WHAT IS ASKED:
Reproduce the entries from the beginning through the line containing "column 644, row 812", swapping "shoulder" for "elbow" and changing nothing else.

Stored items:
+-------+

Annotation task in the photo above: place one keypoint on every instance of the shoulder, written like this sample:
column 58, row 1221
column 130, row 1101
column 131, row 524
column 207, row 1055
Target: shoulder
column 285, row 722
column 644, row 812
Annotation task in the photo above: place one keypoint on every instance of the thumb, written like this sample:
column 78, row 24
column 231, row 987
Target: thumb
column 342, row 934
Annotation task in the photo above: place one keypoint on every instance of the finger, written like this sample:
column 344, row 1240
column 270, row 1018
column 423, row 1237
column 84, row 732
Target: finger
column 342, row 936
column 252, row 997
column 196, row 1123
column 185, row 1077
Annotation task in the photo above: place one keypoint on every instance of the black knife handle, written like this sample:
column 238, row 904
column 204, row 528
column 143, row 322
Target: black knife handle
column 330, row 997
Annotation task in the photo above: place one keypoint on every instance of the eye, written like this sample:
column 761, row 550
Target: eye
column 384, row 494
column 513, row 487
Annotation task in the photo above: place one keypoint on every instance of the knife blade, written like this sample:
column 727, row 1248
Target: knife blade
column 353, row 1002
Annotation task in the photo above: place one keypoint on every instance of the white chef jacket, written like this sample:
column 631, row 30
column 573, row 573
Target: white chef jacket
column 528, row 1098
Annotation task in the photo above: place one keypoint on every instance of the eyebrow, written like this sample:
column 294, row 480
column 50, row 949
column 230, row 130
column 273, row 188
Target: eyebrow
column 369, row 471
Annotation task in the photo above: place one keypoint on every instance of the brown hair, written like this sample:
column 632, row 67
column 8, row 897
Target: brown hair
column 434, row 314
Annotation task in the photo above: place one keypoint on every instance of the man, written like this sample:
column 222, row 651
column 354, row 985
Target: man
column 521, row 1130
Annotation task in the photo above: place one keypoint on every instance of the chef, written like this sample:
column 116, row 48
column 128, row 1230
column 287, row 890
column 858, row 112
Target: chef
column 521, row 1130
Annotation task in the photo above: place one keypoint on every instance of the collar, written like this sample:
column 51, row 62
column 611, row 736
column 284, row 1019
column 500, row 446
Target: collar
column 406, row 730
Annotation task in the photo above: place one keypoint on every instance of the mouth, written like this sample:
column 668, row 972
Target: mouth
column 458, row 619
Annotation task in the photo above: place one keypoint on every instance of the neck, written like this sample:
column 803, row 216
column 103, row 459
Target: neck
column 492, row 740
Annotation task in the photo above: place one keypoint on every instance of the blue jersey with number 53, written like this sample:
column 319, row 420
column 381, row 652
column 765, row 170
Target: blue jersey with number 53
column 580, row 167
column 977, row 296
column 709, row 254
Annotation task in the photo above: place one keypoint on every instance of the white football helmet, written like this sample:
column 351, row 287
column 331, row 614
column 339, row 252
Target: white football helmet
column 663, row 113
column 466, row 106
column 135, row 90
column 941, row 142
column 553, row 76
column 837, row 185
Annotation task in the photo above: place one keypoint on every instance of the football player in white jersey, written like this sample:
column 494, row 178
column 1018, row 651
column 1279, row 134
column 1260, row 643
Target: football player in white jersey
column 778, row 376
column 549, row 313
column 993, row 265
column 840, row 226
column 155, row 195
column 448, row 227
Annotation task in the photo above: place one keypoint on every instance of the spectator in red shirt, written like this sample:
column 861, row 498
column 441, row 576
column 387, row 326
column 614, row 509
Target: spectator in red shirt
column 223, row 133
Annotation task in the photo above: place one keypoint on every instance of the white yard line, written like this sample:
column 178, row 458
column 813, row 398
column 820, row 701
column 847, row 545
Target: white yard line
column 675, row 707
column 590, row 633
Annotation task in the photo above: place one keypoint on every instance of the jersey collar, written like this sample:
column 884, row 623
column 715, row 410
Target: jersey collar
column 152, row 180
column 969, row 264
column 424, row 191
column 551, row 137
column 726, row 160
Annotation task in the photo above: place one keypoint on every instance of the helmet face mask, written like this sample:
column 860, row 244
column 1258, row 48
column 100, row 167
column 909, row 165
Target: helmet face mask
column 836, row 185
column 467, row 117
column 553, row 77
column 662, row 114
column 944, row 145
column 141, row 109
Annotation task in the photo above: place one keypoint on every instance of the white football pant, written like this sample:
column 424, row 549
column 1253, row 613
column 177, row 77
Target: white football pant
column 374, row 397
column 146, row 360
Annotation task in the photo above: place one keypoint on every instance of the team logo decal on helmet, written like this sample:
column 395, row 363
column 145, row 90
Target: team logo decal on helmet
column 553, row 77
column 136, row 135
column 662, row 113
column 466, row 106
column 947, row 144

+-------+

TASK SOLUTION:
Annotation task in the photo above: place one keypoint on every instance of the elbow, written like this sample:
column 58, row 1221
column 130, row 1101
column 131, row 524
column 207, row 1055
Target: elbow
column 285, row 722
column 644, row 812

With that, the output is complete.